[Okunacak metin]:
--
Macaristan topraklarından kalkıp İstanbul üzerinden gemiyle Trabzon ve Erzurum üzerinden İran topraklarına geçen Sahte Derviş, önce İranlıların eski uygarlık dönemlerinden kalan eserleri görmek üzere İsfahan ve Şiraz’a gider. 1863 yılı Haziran ayı içinde oradan Tahran’a dönünce, Doğruca devlet-i Aliye yani Osmanlı Devleti’nin elçiliğini arar, bulduktan sonra da oraya yerleşir ve çok rahat günler geçirir.
Sahte Derviş az bir zaman dilimim içinde Padişah’ın elçisi Haydar Efendi’nin cömertliğine tanıklık eder ve onun misafiri olur. Artık Vambéry değil, Reşit Efendi’dir. Çünkü bu adla tanınmıştır kendisini… Sahte Derviş, yoksullara adeta bir kardeş gibi davranır, Hacdan dönen hacıların kaldıkları kervansaraylarda ismi ve şöhreti kısa sürede yayılır. Böylece daha önce Türkistan’dan hacca gidip dönen Hacılarla günlerini geçirir ve tüm Hacıların elçiden önce kendisini ziyaret etmeye başladığını yazar seyahatnamesinde…
Bu arada, kendisi bu tarihi ve eşine az rastlanır Orta Asya’ya seyahat amacını şöyle açıklar: “Türkistan, İslami erdemlerin kaynağı ve İslam dininin, bozulmanın kir ve pisliklerinden korunduğu yerdir. Buhar ve Semerkant’ta gömülü bulunan evliyâullahın mezarlarını ziyaret etmek de, ayrıca içimdeki isteğin artmasına neden oldu.”
Derviş’e soruyorlar? Bu uzun mesafeyi kendi başınıza aşmayı gözünüz kesiyor mu? “Ben, dervişane bir tavırla bu uyarılara hiç önem vermemiş gibi görünerek ariflerin sözü özre, bu fani dünyanın dört beş gün ikamet olunan bir misafirhane olduğunu biliyorum şu andaki durumu düşünmeyip gelecek endişesi çeken ve uzun uzadıya gelecek hesapları yapan bilinçsiz Müslümanların haline gülerim. Ey azizlerim! Beni götürünüz, bu yalancı dünyanın gözümde hiçbir değeri yoktur. Ben ondan çoktan usandım artık onu terk etmek istiyorum diye cevap verdim. Bu sözlerimden ne kadar ısrarcı davrandığımı görünce, her biri, benimle ayrı ayrı kucaklaşıp öpüştü ve eskimiş giysilerine sinmiş kötü kokular nedeniyle bu kucaklaşma pek hoş bir şey olmamışsa da işim yoluna girdiğinden, çaresiz katlandım.
--
[Verilen veriler]:
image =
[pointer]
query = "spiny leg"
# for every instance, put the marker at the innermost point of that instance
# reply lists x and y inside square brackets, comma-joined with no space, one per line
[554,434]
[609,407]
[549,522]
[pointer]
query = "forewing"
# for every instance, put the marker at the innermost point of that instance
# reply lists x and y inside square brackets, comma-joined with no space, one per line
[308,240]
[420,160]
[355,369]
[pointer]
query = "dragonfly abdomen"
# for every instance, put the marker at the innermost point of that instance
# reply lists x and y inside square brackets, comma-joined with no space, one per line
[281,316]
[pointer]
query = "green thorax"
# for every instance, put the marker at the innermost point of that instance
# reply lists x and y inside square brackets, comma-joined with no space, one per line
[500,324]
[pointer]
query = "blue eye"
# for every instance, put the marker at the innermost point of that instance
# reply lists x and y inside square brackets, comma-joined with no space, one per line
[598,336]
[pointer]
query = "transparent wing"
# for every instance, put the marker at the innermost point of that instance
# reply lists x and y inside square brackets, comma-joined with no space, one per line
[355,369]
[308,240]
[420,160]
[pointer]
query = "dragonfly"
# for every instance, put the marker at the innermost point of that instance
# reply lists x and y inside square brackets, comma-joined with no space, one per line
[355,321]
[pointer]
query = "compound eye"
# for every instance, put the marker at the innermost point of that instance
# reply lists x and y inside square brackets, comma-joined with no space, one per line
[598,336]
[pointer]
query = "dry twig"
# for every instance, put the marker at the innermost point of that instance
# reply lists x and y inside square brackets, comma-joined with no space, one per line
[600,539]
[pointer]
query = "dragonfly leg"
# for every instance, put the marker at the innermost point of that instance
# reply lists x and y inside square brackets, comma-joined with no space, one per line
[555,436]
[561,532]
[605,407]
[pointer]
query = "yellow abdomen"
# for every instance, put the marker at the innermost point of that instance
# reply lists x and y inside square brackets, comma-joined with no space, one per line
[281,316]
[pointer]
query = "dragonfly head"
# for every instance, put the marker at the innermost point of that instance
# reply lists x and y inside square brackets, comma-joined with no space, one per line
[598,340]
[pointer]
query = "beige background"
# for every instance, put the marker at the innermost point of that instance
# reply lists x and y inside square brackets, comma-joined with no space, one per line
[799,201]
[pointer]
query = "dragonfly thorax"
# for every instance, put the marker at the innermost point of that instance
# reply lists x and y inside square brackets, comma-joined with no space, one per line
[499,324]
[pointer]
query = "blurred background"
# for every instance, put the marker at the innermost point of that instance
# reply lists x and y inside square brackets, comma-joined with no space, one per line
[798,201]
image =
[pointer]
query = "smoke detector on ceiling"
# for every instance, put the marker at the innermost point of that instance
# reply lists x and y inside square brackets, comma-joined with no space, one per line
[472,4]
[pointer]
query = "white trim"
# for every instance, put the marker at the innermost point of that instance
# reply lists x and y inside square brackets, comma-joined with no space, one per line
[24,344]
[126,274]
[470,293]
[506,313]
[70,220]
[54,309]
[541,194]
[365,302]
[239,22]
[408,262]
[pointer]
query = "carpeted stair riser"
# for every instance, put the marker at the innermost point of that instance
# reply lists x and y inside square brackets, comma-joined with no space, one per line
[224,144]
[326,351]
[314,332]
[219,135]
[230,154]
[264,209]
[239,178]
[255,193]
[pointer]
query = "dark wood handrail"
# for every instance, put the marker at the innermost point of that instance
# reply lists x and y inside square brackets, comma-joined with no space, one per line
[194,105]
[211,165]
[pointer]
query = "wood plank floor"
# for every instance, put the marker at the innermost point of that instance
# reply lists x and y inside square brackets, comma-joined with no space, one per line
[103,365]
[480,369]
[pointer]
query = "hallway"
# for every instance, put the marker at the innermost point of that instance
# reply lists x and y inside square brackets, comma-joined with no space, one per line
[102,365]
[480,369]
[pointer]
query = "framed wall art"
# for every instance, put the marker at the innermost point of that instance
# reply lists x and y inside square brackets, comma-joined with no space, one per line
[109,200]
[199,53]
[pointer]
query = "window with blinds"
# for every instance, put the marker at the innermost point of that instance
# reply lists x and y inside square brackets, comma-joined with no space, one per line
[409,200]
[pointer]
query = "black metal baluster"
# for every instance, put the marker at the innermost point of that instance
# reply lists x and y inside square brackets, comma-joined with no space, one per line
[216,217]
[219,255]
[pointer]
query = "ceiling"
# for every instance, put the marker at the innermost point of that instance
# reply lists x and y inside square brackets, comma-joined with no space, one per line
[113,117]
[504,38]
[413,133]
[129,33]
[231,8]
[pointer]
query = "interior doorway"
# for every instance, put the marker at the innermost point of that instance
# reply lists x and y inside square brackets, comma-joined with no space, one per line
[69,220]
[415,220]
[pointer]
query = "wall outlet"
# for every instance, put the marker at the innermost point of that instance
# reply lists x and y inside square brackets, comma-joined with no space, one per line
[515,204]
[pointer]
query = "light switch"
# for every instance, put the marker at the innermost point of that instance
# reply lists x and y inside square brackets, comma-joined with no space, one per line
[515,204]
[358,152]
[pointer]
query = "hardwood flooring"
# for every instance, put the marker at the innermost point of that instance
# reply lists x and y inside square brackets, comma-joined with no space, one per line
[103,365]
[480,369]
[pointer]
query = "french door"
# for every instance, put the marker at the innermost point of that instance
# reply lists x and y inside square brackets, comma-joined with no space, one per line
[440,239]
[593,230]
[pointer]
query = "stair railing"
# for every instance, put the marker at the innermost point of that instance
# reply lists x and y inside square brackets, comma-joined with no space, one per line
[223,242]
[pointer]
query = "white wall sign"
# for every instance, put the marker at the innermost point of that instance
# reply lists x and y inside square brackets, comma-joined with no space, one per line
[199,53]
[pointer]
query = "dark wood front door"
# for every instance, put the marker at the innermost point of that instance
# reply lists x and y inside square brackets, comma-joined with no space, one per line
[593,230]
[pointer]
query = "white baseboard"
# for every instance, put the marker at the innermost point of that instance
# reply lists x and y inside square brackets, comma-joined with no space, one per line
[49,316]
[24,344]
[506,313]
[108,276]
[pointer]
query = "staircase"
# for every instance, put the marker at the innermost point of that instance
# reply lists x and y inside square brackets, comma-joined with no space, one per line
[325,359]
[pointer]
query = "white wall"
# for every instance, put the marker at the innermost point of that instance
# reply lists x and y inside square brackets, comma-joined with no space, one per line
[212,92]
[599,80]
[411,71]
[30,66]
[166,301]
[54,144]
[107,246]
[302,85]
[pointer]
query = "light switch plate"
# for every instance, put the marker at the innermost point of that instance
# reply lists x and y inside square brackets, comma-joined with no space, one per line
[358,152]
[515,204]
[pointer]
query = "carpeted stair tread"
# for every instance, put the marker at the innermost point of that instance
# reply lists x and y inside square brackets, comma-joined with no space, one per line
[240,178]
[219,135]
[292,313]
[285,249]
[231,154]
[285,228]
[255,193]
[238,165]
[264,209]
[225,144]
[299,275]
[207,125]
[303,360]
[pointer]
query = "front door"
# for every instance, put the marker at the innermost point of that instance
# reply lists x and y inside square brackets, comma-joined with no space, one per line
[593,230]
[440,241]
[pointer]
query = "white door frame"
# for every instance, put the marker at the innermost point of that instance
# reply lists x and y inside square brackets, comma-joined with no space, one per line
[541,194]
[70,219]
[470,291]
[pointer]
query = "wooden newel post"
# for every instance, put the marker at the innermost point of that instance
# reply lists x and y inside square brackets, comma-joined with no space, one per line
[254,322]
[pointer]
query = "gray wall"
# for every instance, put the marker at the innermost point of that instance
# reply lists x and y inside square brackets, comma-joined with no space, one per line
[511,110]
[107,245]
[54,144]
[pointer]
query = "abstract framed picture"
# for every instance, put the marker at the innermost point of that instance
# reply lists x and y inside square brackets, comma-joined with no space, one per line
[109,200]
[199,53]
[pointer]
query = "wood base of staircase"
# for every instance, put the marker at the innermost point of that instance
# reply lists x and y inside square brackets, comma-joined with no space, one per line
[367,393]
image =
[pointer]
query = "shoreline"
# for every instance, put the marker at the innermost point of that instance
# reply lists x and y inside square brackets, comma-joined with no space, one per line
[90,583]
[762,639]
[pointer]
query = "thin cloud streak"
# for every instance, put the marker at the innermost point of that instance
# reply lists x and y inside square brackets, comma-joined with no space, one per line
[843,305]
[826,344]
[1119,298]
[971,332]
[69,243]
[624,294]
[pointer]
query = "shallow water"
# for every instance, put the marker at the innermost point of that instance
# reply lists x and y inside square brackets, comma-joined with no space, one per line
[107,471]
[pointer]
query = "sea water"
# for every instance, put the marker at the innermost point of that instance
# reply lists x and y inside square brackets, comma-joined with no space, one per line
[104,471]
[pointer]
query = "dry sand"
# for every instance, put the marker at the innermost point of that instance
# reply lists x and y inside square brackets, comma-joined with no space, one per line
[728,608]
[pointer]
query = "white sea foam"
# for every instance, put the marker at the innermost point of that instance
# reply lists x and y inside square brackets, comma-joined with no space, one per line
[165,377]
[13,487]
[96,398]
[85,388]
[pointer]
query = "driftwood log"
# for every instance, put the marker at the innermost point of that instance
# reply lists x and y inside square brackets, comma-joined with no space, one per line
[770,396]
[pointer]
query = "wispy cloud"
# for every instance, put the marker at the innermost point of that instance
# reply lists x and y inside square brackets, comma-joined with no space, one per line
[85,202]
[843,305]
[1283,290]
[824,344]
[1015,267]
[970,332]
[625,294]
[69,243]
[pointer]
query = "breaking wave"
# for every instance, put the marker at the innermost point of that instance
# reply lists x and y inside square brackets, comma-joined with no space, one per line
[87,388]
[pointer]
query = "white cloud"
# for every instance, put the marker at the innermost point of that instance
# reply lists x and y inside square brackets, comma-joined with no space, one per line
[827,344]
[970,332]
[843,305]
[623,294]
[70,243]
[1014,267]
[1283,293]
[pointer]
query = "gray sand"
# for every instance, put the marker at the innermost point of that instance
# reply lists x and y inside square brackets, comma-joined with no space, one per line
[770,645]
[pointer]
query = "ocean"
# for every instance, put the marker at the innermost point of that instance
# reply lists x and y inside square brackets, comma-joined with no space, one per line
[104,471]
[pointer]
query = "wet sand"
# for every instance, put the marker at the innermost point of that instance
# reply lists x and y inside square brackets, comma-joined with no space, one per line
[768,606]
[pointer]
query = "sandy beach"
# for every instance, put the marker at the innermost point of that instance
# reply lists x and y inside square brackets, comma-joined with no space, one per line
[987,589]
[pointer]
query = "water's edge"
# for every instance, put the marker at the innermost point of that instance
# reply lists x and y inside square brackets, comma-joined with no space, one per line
--
[İstenen görev]:
Sahte Derviş'in yolculuğunu anlatan metne göre aşağıdaki soruları cevaplayın.
1. Sahte Derviş 1863 Haziran'ında Tahran'a dönünce nereye yerleşir?
2. Sahte Derviş hangi adla tanınmıştır?
3. Hacılarla kucaklaşmak neden pek hoş bir şey olmamıştır?

[Yazılı cevap]:
1. Osmanlı Devleti'nin elçiliğine yerleşir.
2. Reşit Efendi adıyla tanınmıştır.
3. Hacıların eskimiş giysilerine kötü kokular sinmiştir.